[Problem]
Restrict the output to the lines below starting at the one that contains "Target: arched doorway" and ending at the one that contains "Target: stone handrail", and restate them word for word, both ends included.

[Exercise inputs]

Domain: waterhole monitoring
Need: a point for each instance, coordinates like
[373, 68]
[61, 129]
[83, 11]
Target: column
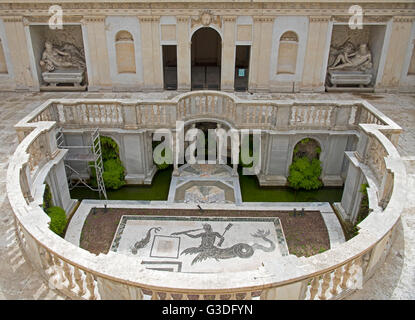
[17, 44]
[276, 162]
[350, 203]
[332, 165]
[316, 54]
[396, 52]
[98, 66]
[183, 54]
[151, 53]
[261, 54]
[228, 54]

...

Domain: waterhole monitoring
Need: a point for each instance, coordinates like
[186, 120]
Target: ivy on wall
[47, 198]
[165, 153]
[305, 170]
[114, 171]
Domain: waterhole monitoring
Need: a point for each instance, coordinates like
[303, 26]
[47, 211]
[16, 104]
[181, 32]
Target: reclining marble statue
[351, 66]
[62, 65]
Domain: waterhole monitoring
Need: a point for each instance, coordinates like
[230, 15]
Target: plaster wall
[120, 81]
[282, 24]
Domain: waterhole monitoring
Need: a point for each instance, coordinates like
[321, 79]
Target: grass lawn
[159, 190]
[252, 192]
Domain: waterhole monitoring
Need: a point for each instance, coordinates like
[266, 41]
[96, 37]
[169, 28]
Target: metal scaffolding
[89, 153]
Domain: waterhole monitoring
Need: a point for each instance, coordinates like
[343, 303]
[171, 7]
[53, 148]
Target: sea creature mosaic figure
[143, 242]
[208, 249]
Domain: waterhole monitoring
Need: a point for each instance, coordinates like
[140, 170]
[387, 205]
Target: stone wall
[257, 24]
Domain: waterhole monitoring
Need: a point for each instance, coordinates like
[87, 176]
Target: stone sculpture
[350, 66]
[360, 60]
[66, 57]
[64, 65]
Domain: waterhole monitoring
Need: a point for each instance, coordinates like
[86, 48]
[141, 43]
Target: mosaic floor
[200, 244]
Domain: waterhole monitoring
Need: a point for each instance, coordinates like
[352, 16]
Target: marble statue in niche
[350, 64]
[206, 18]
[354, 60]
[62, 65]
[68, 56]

--

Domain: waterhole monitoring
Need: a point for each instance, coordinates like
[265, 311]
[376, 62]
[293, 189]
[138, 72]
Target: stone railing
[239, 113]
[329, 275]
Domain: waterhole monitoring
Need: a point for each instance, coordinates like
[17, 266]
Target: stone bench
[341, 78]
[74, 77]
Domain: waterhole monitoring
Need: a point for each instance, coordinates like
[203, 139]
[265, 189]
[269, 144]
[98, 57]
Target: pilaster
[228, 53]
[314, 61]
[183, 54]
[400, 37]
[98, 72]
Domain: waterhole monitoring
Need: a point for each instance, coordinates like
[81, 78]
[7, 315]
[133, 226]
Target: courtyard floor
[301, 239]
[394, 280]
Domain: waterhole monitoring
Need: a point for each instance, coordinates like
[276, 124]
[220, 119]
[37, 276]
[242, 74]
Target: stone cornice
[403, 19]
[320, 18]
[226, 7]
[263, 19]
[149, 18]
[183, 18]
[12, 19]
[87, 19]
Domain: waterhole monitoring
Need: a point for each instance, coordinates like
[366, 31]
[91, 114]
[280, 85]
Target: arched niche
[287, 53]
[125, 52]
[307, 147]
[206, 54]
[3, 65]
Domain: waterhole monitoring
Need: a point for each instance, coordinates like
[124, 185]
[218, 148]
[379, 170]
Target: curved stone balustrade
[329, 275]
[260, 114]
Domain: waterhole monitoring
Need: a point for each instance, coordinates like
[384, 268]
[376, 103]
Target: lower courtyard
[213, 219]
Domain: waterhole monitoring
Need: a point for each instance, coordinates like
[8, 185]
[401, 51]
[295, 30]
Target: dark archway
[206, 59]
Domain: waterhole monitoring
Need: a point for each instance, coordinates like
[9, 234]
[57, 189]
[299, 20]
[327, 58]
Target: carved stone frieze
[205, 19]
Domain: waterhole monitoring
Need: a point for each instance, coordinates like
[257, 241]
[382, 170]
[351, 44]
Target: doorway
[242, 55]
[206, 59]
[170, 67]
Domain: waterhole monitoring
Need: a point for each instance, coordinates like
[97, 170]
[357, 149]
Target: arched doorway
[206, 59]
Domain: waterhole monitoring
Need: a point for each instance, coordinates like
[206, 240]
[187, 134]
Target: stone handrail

[Your solution]
Target: arched doorway
[206, 59]
Domain: waterhole monitoring
Need: a point for each instance, coordinates like
[206, 240]
[187, 134]
Target: stone handrail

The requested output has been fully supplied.